→ **REQUIRED ACTIONS**
(1) Answer these from the Charlie Rich text, one per line, each marked (a), (b), (c):
(a) In what year did Margaret Ann leave home with the children?
(b) Where was he reduced to staying after she left?
(c) What label did he sign with after his Sun contract ran out, and who distributed it?
(2) Shorten the paragraph of the Charlie Rich text that begins "Problems of not being able to follow up" to two sentences, keeping its main facts.
(3) Translate this sentence from the Charlie Rich text into Spanish: "The small clubs and bars were the ideal setting for Charlie Rich and his music."
___ QUOTED TEXT ___
He then turns to his wife: “You remember, honey. I even got a record afterwards I wanted Margaret Ann to hear what it had been like, but it just wasn’t the same thing. I guess it was the atmosphere of that little club, whatever; I wonder if the place is still there, probably not...” Then he drifts off into the sweet memory.

The small clubs and bars were the ideal setting for Charlie Rich and his music. But they almost became responsible for his downfall. He enjoys playing for an audience that can appreciate his own brooding, jazz-tinged compositions. The intimate, close relationship between performer and artist.

“I found the road rough to take. That's where my trouble with the bottle started,” he explained. “The environment of the places I played was rough and I soon meshed with it. I discovered you can sing the blues a heck of a lot better with the right amount of gin in you than you can if you’re sober.”

Problems of not being able to follow up the success of Lonely Weekends and coming to terms with commercial trappings certainly didn’t help. The drinking carried over to home, causing havoc to his family life, until in 1960 Margaret Ann packed her things and the children’s and left home. His career had sunk to the bottom and this made him find more consolation in drinking.

When Margaret Ann left, Charlie was in for a rude awakening. His wife has always stood by him during the good and bad times. He was a lost soul without her, a man without an aim in life and nobody to guide him along the right track. “I was reduced to staying at a YMCA place,” he recalled. “It was one hell of a mess. I finally convinced Margaret Ann that the drinking was over and lucky for me, she has stood by me ever since, helping me to get this far in my career.”

When his contract with Sun ran out, Leonard Chess tried to sign him to Chess Records, the label that had r&b artists like Chuck Berry, Bo Diddley and Muddy Waters under contract. There was even talk of him signing with Atlantic, at the time a leading ‘Black’ label, but Charlie had slipped, and he signed with the smaller Groove Records, which was distributed by RCA.

His standing in music began to rise again. His life was now straightening out and he was recording in Nashville, where he cut Sittin’ And Thinkin’, a strictly country hit. The session was a turning point in his career, as he’s never recorded anywhere but in Nashville since then. A sad, personal statement, disguised as a bar-room ballad, Sittin’ And Thinkin’ pointed the direction that Charlie was eventually to take with his major hits of the 1970s.
___ DATA SUPPLIED ___
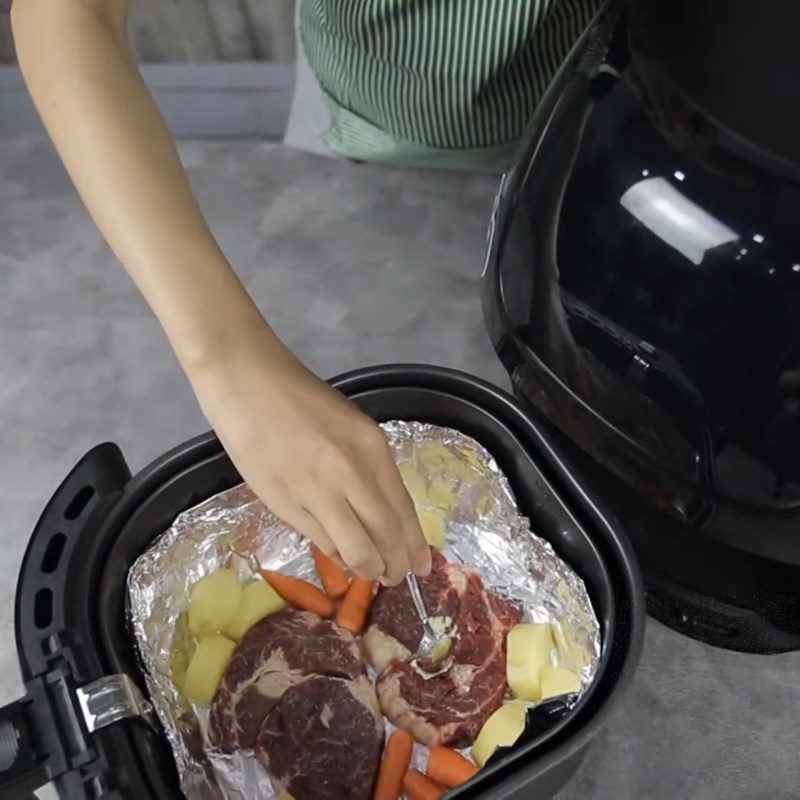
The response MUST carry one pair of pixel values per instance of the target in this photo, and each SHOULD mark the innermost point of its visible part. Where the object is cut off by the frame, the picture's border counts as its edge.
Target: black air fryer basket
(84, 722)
___
___ DATA SUPPLIED ___
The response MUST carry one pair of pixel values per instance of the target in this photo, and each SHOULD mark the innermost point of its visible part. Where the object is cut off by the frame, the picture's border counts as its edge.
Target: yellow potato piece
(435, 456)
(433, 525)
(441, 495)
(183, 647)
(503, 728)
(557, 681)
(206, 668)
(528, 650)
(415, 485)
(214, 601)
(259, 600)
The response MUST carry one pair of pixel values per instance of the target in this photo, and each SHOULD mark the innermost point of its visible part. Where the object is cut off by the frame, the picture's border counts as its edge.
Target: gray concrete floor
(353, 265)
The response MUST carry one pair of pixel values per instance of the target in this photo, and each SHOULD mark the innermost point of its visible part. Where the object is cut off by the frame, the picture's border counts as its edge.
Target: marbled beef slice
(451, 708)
___
___ DATA SUPPLIED ___
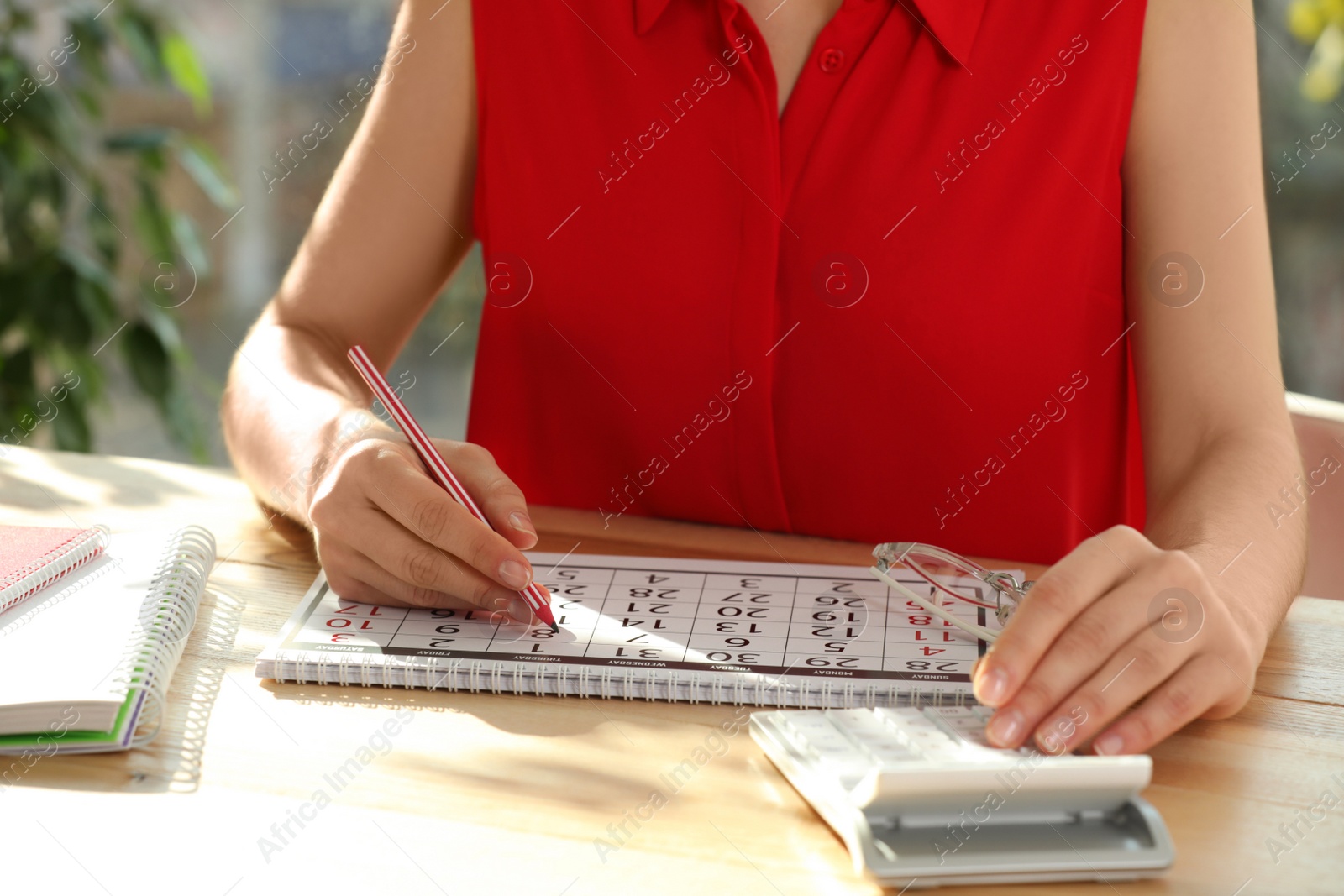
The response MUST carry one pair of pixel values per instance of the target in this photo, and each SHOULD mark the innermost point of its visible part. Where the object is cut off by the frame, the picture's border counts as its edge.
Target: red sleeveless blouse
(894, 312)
___
→ **EXPECTED RESPONSES**
(1)
(a) 1960
(b) A YMCA place
(c) Groove Records, distributed by RCA

(2) His failure to follow up the success of Lonely Weekends and his struggle with commercial trappings made things worse, and his drinking wrecked his family life until Margaret Ann left with the children in 1960. With his career at the bottom, he drank even more for consolation.

(3) Los pequeños clubes y bares eran el escenario ideal para Charlie Rich y su música.